Task requirements:
#1 List every company that the Boom Supersonic interview names as an avionics supplier for the demonstrator aircraft.
#2 From the Boom Supersonic interview, reproduce word for word the passage starting with "The demonstrator is" and going on through "Avidyne as well.".
#3 Carry on the Boom Supersonic interview from its last line.

Source text:
● ● ● ● ● ● ●

Image courtesy of Japan Airlines and Boom Supersonic

(Japan Airlines and Boom Supersonic)

Boom Supersonic is attempting to become the first company to re-launch supersonic commercial air travel since the Concorde’s final flight in October 2003.

At the 2018 Farnborough International Air Show, Avionics caught up with Boom CEO Blake Scholl to discuss the selection of cockpit technologies, a flight testing timeline and what will become an open competition for internet service and a satcom antenna on Boom’s eventual airliner.

The Boom team is currently working on assembly of the subscale demonstrator aircraft that they intend to start flight testing in California in 2019. A separate team is working on the full-scale production model of Boom’s future jet. Japan Airlines was confirmed as the OEM’s launch customer in December 2017, investing $10 million in the company and committing to the purchase of 20 aircraft.

During the recent 2018 AIAA Aviation Forum, Scholl and other companies working on future supersonic airframes said that one of the key components that need to improve to enable the return of supersonic air travel is engine technology. Scholl’s team of engineers in Denver have completed wing spar and low temperature trials for their demonstrator. A second, separate engineering team is working on the final product, which is expected to enter into service in 2025.

 

Who are some of the main avionics suppliers for the ‘Baby Boom’ demonstrator aircraft?

The demonstrator is supersonic and it will be capable of flying at Mach 2.2, the same as the production airplane. Regarding the avionics on that, there are a few different suppliers; there are some units from Northrop Grumman, Honeywell Aerospace and Avidyne as well.

 

When you compare the type of avionics configuration for flying at supersonic speeds versus subsonic, what are some of the main avionics systems that will enable Mach 2.2?

From an avionics perspective, the air data computer is a big deal. Also, for the production aircraft fly-by-wire is more important to supersonic than it is to subsonic, although there is not a lot else that is really different. There are some systems automation, but we have found that the automation and fly-by-wire aspects are not that different than what you would find in any major Part 25 aircraft today.

 

When you are evaluating the demonstrator aircraft, what criteria will you pay attention to?

● ● ● ● ● ● ●

Data:
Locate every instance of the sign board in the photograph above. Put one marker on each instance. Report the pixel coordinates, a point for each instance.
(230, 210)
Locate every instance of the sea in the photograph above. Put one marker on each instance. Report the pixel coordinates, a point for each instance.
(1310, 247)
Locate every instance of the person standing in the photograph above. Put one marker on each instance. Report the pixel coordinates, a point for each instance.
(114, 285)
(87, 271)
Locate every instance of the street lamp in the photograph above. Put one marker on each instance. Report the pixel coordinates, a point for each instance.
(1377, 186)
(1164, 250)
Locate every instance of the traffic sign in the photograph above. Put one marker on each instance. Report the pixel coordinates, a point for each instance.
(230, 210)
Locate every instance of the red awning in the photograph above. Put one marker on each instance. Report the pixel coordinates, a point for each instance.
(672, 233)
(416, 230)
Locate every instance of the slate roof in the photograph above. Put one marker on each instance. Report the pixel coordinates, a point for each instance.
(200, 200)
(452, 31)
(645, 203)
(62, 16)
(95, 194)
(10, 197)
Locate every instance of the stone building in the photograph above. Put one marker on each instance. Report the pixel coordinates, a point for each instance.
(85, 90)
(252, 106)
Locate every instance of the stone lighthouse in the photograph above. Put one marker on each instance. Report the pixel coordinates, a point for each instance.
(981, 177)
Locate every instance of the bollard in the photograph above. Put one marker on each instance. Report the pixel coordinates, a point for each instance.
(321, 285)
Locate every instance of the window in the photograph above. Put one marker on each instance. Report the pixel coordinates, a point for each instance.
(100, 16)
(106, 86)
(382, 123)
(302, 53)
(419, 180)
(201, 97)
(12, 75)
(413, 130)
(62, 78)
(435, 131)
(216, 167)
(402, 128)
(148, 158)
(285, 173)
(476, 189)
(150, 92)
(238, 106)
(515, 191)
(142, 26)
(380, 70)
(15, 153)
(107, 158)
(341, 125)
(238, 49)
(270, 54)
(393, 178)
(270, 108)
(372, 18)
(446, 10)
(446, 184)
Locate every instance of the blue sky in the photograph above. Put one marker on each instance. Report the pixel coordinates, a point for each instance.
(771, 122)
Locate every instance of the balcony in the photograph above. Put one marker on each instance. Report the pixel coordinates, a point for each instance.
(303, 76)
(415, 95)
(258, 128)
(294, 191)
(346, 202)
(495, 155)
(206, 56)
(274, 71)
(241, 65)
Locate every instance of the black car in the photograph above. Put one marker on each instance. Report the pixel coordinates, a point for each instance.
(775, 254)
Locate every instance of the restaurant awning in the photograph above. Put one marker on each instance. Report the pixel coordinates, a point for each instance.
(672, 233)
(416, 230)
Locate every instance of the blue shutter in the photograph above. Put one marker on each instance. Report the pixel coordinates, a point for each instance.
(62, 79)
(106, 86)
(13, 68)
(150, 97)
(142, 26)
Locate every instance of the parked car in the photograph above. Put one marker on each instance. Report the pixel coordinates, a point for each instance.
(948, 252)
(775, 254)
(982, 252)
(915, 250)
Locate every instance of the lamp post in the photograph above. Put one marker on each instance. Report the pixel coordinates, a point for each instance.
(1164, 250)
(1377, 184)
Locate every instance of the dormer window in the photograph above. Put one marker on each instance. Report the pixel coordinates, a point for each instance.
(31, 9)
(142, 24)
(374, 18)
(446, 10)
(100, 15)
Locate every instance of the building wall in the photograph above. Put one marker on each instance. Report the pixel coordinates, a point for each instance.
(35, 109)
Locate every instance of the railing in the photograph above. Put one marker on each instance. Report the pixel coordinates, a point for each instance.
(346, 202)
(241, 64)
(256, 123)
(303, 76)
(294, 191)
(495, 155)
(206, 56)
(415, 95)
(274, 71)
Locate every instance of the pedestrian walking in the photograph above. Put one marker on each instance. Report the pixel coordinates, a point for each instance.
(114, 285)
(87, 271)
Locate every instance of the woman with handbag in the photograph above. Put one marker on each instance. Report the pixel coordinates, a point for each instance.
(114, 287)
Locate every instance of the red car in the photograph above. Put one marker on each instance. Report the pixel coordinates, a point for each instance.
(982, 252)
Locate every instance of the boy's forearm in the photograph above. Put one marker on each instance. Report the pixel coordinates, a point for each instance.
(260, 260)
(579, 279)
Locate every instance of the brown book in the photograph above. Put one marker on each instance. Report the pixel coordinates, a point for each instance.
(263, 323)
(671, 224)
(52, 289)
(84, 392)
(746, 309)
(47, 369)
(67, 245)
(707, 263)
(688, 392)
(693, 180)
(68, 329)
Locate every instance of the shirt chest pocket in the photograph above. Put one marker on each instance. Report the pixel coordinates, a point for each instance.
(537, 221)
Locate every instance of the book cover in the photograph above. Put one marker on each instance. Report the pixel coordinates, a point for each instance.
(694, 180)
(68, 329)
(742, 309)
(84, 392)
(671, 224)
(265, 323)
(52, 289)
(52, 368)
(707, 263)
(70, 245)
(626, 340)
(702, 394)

● ● ● ● ● ● ●

The responses:
#1
Northrop Grumman
Honeywell Aerospace
Avidyne

#2
The demonstrator is supersonic and it will be capable of flying at Mach 2.2, the same as the production airplane. Regarding the avionics on that, there are a few different suppliers; there are some units from Northrop Grumman, Honeywell Aerospace and Avidyne as well.

#3
Air data is really the only answer to that, and the focus there will really be about calibration. Every aircraft, supersonic or subsonic, needs to get the calibration correct and up to certification standards. But with supersonic jets, because of the wider range of speeds and conditions, you have to calibrate your aircraft to make sure you have accurate Mach, accurate temperature and accurate airspeed readings. The air data computer must also calculate accurate angle of attack and sideslip as well.

 

Will Boom pilots be able to see the actual impact area of the sonic boom created by the aircraft on a cockpit display?

 That is something that we may incorporate into the production vehicle; there’s a lot of open questions about that. We also have to consider what the regulatory environment for supersonic speed will be like and whether there will be supersonic corridors and how wide will they be. There are still lot of those questions that are open and once those are answered, we can finalize the avionics to support that.

I would describe that, in the grand scheme of things, as relatively minor, though, as I really think it would just be an enhancement to the pilot displays.

Concept images. (Boom Supersonic)

Will the production aircraft feature internet connectivity?

 Yes, we do have internet on the aircraft. It will be satellite-based, and the flights are faster but not so fast that you don’t want to be online. In fact, since there will be a maximum of 55 passengers on the vehicle, you’re sharing the internet with fewer people so it should be a lot better browsing experience for the passengers.

One of the interesting challenges is achieving a profile on the airframe with a more conformal antenna system. The drag impact of a large antenna structure on top of the airframe is one issue on subsonic aircraft, but it’s a much bigger issue on supersonic aircraft. Getting to a fully flush mount satellite antenna installation will be important.

 

Do you already have an antenna supplier selected?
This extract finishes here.